= PASSAGE SHOWN =


    I’ve been to about four different orthodontists who have differing opinions on what to do. Two didn’t want to touch my teeth because of the short roots. And two wanted me to get invisalign and think that my teeth will be okay. It’s taken me a long time to seek another professional for treatment because I became so skeptical after my original orthodontist brushed off my concerns. Now every time I take a photo with a smile, I get very sad looking at my smile. I get reminded every time I try to bite into something that I can’t do it.

    I’m not sure if it is worth getting braces again or if any orthodontist is diligent enough to take my concerns seriously. The internet is a great resource for information but it makes me scared that I will lose my teeth if I get braces again. I don’t want to lose my teeth just because I want my teeth to perform their job to help me eat. But I don’t want this negative emotional trigger around with me for most of my life.

    I want to ask you, if I spent roughly four years wearing an ill fitting retainer that was moving my teeth at night (I didn’t wear my retainer during the day after the first year), wouldn’t that be considered force on my teeth? If that is considered force and my roots have not worsen, then would braces be a viable option? My teeth aren’t bad. Aside from a minor open bite (the height of a flatten plastic straw) and one crooked front tooth, my teeth essentially fit together as if I had taken my braces off yesterday.

= PROBLEM =
According to the passage about orthodontics, why did two of the orthodontists not want to touch the writer's teeth? The entries have no connection to the passage about orthodontics.

= SUPPLIED MATERIAL =
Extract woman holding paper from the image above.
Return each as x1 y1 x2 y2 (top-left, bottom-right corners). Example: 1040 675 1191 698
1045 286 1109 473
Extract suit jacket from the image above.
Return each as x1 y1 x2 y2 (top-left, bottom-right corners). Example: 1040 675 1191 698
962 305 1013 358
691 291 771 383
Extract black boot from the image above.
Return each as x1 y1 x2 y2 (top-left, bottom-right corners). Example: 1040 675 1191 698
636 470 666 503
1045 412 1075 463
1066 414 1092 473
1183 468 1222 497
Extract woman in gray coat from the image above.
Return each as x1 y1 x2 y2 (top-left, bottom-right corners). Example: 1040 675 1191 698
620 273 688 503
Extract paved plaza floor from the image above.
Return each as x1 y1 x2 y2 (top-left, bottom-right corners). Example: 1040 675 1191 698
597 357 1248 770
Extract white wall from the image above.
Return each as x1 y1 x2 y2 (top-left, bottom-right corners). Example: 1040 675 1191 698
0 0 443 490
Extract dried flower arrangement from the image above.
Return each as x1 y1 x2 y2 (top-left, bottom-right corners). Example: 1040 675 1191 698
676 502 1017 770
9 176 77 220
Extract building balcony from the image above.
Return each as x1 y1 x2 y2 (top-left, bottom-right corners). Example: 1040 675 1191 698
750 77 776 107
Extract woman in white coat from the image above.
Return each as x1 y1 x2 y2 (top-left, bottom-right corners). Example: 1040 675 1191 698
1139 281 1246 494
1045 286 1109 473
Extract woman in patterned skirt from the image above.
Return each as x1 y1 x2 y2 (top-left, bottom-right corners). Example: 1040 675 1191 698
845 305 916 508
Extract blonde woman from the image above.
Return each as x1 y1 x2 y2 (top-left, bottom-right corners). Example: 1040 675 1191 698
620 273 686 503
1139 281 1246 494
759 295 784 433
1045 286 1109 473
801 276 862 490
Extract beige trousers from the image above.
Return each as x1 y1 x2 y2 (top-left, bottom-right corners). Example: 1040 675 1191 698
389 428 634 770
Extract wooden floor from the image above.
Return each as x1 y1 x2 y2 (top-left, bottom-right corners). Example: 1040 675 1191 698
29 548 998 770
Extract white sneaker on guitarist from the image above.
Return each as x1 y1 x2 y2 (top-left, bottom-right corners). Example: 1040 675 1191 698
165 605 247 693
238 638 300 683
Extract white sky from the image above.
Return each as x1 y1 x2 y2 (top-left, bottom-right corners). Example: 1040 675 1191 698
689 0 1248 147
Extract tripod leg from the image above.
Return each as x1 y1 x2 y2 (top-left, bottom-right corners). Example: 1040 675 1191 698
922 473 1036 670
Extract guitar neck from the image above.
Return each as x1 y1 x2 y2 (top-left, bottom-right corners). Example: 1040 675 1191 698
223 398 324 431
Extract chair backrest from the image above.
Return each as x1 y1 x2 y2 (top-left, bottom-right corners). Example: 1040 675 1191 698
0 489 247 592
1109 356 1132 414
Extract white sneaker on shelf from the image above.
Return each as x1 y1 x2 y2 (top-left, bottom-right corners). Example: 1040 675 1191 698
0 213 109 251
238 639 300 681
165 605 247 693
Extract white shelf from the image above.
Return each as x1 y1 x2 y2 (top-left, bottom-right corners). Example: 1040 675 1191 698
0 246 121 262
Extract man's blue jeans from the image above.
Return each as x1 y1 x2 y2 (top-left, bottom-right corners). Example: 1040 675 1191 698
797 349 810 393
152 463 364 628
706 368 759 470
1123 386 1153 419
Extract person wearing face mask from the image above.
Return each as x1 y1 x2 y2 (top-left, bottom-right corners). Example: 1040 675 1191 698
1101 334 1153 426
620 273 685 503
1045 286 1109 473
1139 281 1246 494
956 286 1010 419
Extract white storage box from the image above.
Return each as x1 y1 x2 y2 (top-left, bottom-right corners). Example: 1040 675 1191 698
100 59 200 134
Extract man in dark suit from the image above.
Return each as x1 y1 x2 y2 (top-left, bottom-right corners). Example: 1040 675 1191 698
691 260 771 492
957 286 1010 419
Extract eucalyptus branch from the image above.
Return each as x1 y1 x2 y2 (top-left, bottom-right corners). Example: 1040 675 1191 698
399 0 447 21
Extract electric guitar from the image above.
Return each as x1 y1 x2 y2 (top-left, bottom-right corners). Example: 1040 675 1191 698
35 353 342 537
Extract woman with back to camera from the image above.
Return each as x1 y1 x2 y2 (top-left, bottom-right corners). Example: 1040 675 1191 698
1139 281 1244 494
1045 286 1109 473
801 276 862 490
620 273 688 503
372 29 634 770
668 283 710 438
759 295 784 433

= TASK RESULT =
Because of the short roots.